### TASK STATEMENT
Only the lines below between the ones containing "box: [597, 385, 618, 474]" and "464L1079 443L1064 414L988", inclusive, are to be reproduced, each exactly as it stands.

### MATERIAL FOR THE TASK
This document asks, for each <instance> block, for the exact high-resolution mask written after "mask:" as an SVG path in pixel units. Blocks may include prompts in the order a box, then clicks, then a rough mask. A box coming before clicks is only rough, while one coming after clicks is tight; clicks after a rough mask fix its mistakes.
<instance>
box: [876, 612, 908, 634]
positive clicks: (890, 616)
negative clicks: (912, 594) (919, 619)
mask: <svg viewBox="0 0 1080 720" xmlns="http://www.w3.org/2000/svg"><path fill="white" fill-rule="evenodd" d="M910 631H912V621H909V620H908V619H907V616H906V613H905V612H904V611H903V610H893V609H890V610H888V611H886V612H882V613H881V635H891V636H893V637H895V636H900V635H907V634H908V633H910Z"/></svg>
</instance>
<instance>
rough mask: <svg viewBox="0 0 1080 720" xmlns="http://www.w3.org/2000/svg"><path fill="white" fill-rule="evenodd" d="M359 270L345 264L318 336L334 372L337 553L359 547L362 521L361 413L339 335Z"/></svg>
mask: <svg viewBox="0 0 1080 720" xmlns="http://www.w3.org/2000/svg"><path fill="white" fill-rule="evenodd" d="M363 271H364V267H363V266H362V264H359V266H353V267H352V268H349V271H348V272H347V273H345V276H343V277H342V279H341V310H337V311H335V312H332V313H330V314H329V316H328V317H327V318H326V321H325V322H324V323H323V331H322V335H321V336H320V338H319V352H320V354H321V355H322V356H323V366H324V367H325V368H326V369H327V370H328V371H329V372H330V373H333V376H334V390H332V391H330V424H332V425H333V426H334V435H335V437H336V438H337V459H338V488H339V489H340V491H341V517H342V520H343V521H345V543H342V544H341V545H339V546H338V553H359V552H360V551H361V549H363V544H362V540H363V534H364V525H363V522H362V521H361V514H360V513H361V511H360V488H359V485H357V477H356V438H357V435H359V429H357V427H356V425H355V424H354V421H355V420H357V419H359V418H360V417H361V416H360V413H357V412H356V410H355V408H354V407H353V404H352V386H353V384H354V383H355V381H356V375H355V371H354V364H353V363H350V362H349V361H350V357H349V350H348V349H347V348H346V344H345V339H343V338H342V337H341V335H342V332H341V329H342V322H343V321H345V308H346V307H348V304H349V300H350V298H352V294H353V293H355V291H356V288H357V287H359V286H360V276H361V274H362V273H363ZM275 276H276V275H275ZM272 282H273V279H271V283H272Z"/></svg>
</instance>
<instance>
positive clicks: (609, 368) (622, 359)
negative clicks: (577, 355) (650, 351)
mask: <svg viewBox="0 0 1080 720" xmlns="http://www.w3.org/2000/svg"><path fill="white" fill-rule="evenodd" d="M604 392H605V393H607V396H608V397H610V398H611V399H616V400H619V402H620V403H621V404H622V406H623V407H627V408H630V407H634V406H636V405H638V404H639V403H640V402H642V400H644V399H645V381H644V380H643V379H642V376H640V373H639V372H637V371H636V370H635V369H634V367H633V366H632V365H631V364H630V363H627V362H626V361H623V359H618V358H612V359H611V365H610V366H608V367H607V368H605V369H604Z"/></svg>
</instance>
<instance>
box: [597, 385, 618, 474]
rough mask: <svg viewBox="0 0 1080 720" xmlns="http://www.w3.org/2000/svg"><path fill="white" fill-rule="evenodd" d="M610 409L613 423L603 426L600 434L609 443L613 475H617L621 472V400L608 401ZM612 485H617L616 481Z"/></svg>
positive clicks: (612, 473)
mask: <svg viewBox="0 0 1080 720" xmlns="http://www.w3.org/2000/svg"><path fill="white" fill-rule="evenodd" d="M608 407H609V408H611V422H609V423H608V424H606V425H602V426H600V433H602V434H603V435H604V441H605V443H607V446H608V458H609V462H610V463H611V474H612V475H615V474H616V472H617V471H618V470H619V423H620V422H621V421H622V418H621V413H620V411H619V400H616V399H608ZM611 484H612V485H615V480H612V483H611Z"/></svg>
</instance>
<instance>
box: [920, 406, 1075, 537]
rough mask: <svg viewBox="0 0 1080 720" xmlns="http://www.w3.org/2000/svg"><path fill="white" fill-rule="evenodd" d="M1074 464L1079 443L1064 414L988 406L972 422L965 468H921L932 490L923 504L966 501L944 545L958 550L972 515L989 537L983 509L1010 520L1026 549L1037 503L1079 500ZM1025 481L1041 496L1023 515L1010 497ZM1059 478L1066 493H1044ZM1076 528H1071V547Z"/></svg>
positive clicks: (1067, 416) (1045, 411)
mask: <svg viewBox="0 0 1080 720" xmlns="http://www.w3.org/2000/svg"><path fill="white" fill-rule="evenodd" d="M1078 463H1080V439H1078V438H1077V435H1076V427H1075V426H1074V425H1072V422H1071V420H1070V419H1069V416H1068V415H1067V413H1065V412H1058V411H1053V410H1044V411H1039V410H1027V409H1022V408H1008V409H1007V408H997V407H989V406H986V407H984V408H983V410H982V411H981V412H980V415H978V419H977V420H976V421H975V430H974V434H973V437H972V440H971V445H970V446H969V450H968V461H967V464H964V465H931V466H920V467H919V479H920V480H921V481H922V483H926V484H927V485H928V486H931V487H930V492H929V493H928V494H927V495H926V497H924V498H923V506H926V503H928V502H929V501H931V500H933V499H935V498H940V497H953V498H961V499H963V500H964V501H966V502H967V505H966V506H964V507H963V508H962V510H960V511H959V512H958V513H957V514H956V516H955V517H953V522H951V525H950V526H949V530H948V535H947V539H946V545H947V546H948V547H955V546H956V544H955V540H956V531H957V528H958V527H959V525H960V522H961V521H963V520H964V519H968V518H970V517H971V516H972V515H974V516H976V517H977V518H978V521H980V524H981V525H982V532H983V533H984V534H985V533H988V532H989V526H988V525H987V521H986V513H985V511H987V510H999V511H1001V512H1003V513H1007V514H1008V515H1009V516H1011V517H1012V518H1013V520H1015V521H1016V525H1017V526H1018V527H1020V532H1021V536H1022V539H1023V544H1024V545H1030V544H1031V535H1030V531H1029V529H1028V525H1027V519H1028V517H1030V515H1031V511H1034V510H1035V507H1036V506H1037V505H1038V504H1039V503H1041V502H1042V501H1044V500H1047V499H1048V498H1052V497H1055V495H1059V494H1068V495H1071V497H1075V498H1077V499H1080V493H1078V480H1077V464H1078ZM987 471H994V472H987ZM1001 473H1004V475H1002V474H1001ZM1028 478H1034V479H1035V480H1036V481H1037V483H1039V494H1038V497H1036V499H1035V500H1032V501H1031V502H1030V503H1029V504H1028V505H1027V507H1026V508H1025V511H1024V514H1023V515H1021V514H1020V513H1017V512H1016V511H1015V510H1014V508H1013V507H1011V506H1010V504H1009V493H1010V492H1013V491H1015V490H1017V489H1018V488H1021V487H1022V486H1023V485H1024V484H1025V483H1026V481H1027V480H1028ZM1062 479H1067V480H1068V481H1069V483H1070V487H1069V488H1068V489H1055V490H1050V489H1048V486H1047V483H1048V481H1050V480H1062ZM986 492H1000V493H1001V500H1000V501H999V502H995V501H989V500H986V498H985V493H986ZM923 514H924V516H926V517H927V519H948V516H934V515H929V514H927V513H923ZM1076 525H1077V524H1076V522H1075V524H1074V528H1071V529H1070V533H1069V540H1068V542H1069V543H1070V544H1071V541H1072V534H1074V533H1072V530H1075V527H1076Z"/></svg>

### RESPONSE TO THE EXERCISE
box: [597, 385, 618, 474]
rough mask: <svg viewBox="0 0 1080 720" xmlns="http://www.w3.org/2000/svg"><path fill="white" fill-rule="evenodd" d="M610 409L613 423L603 426L600 434L609 443L613 475H617L621 472V400L608 401ZM612 485H617L616 481Z"/></svg>
positive clicks: (612, 473)
mask: <svg viewBox="0 0 1080 720" xmlns="http://www.w3.org/2000/svg"><path fill="white" fill-rule="evenodd" d="M608 407H609V408H611V422H609V423H608V424H606V425H602V426H600V433H602V434H603V435H604V441H605V443H607V446H608V458H609V462H610V463H611V474H612V475H615V474H616V472H617V471H618V470H619V423H620V422H621V421H622V418H621V413H620V411H619V400H616V399H608ZM611 484H612V485H615V480H612V483H611Z"/></svg>
</instance>
<instance>
box: [920, 406, 1075, 537]
rough mask: <svg viewBox="0 0 1080 720" xmlns="http://www.w3.org/2000/svg"><path fill="white" fill-rule="evenodd" d="M1074 464L1079 443L1064 414L988 406L972 422L965 468H921L932 490L923 504L966 501L944 545L958 550L972 515L989 537L983 509L1010 520L1026 549L1037 503L1079 500ZM1025 481L1041 496L1023 515L1010 497ZM1059 478L1066 493H1044ZM1076 528H1071V547Z"/></svg>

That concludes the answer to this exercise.